GOAL OF THE EXERCISE —
Select every row below that contains the word "window" and copy each one out in full. Case counts when matching.
>> START DATA LISTING
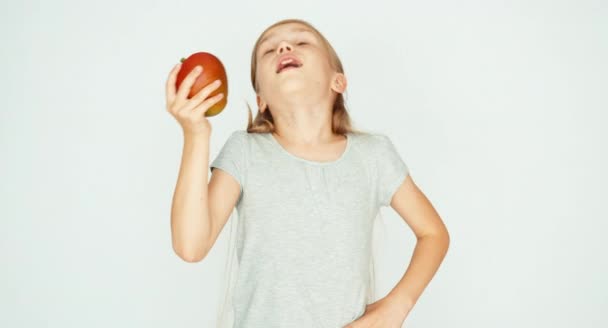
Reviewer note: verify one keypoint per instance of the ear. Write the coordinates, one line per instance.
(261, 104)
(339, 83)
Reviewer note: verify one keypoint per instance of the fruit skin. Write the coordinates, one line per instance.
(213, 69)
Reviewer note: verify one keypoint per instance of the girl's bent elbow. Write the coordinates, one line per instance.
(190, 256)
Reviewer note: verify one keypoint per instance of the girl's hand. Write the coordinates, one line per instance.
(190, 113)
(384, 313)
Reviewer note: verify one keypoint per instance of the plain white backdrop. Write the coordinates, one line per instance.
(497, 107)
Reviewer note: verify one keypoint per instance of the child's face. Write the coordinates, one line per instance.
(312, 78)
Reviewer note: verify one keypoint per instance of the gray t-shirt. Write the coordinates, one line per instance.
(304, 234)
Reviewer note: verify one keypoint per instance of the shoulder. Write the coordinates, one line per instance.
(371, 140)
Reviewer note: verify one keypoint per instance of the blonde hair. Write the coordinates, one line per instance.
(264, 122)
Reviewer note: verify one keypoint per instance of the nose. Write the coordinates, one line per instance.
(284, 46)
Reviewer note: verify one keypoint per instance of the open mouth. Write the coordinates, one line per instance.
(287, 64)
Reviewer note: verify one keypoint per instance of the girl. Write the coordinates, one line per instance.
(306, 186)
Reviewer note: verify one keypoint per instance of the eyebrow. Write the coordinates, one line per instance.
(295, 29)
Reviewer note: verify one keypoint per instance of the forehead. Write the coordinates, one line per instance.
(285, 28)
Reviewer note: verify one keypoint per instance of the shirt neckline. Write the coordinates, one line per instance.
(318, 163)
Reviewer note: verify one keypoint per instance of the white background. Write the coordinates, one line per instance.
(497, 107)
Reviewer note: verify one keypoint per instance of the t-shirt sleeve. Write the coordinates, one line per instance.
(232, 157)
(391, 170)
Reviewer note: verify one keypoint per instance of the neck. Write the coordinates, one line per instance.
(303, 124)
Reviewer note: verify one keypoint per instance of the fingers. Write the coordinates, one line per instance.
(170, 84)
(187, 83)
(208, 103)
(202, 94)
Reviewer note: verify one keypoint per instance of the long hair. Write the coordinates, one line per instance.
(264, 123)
>> END DATA LISTING
>> START DATA LISTING
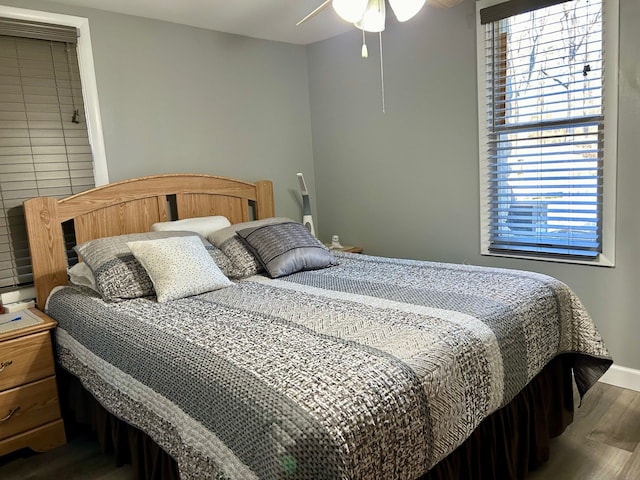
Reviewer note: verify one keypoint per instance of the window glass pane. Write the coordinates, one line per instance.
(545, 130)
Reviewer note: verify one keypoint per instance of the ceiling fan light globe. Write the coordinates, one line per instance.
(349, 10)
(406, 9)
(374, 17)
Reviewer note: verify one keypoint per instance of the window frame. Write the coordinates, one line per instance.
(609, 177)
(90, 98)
>> END DATA LISTING
SOLUTION —
Reviewer note: verify one keypoint per instance of the window glass pane. Write the coordinates, one line per instance.
Reviewer note: verify one keypoint per instance of the window frame. Write the coordinates, one line per instance.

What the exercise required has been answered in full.